▸ **Given problem**
Can you reproduce only the stretch of entries from the line containing "query (the noun phrase to segment): white" through the end of the entries, requests included, with every coordinate in the answers scaled by 0.2 and rounded to a whole number, halves rounding up?
───── Provided data ─────
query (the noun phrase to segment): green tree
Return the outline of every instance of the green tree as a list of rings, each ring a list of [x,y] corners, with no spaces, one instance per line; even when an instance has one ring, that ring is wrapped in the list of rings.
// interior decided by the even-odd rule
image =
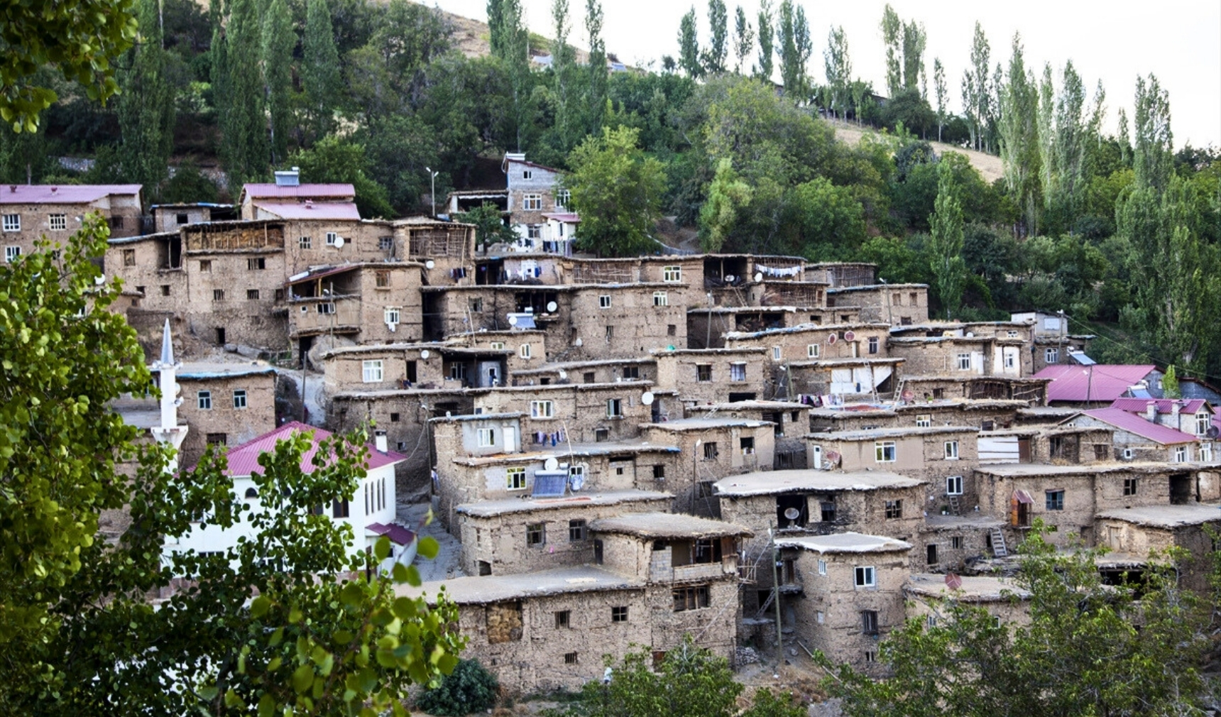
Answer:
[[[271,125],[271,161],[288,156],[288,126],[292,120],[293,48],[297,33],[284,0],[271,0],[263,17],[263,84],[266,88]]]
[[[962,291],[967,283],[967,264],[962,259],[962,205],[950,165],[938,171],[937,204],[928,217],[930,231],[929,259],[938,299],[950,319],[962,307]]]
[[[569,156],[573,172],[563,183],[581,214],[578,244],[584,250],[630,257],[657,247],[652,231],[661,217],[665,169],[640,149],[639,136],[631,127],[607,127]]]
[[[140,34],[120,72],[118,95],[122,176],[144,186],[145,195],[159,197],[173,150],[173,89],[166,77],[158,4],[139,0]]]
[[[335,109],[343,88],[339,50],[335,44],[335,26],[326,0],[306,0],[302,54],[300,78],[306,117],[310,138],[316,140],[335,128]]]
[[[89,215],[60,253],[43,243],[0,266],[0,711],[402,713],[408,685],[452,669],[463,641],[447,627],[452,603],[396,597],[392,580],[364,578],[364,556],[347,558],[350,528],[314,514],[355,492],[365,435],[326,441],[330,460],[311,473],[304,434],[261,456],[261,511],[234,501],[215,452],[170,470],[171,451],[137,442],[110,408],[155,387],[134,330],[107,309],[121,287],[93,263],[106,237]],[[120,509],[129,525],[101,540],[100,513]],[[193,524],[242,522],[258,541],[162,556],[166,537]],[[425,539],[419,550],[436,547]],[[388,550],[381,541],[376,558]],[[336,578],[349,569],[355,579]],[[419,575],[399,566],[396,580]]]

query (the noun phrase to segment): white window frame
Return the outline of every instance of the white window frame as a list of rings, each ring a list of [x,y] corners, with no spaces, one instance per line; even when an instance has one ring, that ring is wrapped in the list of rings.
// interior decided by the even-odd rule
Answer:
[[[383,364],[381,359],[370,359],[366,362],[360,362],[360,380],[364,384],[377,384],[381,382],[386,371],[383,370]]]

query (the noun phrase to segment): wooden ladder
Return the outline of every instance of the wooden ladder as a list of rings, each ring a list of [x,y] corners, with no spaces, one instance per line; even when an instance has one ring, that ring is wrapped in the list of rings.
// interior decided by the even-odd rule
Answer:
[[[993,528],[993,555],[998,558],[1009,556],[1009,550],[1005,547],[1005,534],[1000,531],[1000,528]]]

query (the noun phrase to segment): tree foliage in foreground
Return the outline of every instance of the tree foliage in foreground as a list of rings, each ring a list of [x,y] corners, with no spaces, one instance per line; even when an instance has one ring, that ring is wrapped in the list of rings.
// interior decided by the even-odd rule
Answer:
─────
▸ **Task response**
query (the noun phrase to segment): white window frame
Return the outline of every instance of the white window frame as a list of rings, each ring a list of [x,y] corners, with no spaces, one instance per line; even when an instance has one ring, that ring is wrapped in the list of rings.
// interior decided by the even-odd rule
Answer:
[[[77,73],[76,72],[74,72],[73,72],[72,72],[72,76],[73,77],[75,77],[76,76],[77,74],[77,74]]]

query (the noun phrase to segment): wooden ladder
Return the outline of every instance of the wooden ladder as a list of rings, each ring a list of [x,y] corners, with no spaces, one instance per line; even when an instance has one ring, that ring is wrapped in the list of rings.
// interior decided by the even-odd rule
Answer:
[[[199,106],[199,111],[200,112],[202,111],[202,110],[201,109],[201,107],[200,106],[200,106]]]

query (the noun phrase to segment): tree foliage in foreground
Return the outline of every instance of the tree foliage in foreground as a list of rings, each ring a list of [x,y] corners, with no spaces, one instance per line; even when an instance has one ring, that ring is wrapped in the list of rings.
// interior decided by the even-odd rule
Answer:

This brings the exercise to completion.